> DATA SHOWN
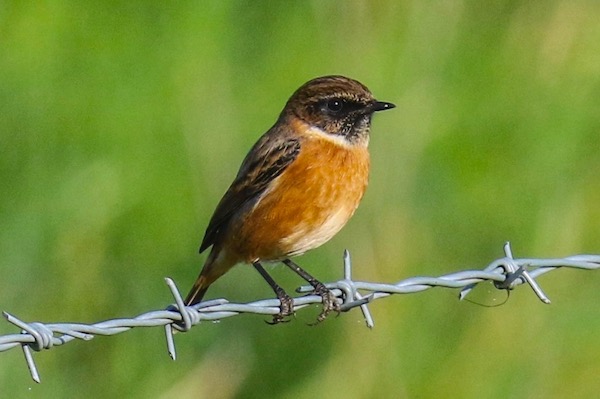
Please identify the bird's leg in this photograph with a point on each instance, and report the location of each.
(329, 300)
(286, 303)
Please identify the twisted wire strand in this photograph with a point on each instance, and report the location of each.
(506, 273)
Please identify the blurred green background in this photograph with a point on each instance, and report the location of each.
(122, 124)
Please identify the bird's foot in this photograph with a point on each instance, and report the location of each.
(286, 309)
(329, 301)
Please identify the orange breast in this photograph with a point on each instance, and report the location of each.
(307, 204)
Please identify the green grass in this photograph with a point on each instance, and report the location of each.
(122, 125)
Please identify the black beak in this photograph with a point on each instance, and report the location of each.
(382, 106)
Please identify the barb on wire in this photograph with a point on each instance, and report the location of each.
(506, 273)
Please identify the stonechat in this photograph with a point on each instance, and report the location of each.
(297, 187)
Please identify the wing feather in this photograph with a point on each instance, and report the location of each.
(267, 159)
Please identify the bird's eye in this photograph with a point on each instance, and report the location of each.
(335, 105)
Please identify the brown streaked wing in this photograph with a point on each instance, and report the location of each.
(267, 159)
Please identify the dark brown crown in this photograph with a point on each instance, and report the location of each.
(337, 105)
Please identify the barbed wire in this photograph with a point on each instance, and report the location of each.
(505, 273)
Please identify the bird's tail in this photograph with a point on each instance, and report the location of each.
(217, 264)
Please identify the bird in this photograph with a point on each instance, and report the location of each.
(296, 188)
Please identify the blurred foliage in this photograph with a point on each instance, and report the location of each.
(122, 124)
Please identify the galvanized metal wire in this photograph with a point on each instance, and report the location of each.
(506, 273)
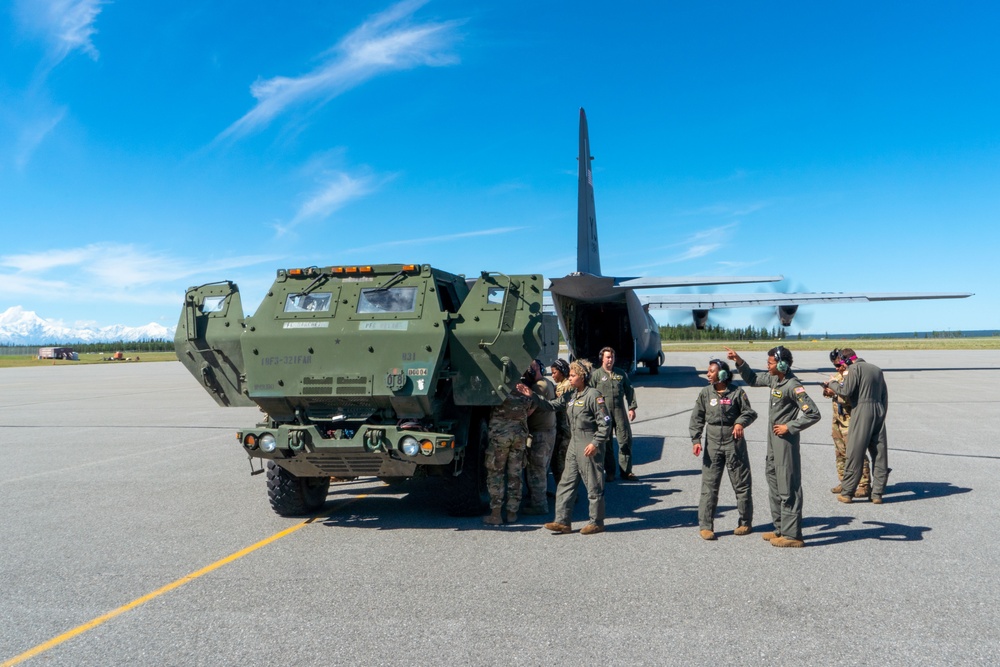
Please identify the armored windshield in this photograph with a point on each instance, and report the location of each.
(391, 300)
(307, 303)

> TASK ITEM
Give back the whole listing exactly as it stands. Drop every picture.

> FINISHED EXERCISE
Please identify the bird's leg in this photograph with a point on each instance, and report the location of each.
(329, 300)
(286, 303)
Please identify the twisted wire strand in this photograph with a point on each instance, and report the location of each.
(506, 273)
Please identify the blurred green background in this photograph with a point on each instance, and report the location of each.
(122, 124)
Please identify the bird's foot in this photograph with a point on each instance, and report the location of each.
(286, 309)
(329, 301)
Please identify the orange breast in this photograph with a point on each instance, and report the location of each.
(307, 204)
Please identify the green grass in this photograph with a point on each instance, and report the location of each.
(122, 125)
Please identify the black beak in this photograph with a point on each instance, and report the location of each.
(382, 106)
Please identify the barb on wire in this photograph with a point on each instance, and report the location of each.
(506, 273)
Please identify the stonechat in this photograph with a point on each instance, and report the location of each.
(297, 187)
Please identify the wing feather in this photograph with a point on each instance, and report the location of each.
(267, 159)
Please identify the bird's eye in this photograph with a point on each instance, and report the location of each.
(335, 105)
Please identify the brown streaked wing in this photograph with a point on each instance, and report the location of each.
(267, 159)
Please identify the dark brown crown in this photograph with a point on each instance, and report the location of each.
(337, 105)
Please identify the barbed wire in this photograph with a point on each instance, and report the location of each.
(505, 273)
Please identify the bird's tail in this photograph with a point on each instance, and report the location of each.
(217, 264)
Please identify the bird in this photograph with a point on each instance, and report the location of each.
(296, 188)
Please identify the blurred foliage in this photograph with a point on each instance, and report the location of each.
(122, 124)
Please identify the galvanized metal wire in this photograph with a point on each instance, and report the location of each.
(506, 273)
Please identify the armored windshield in this photograph with a point on each instance, and report the location of each.
(391, 300)
(307, 303)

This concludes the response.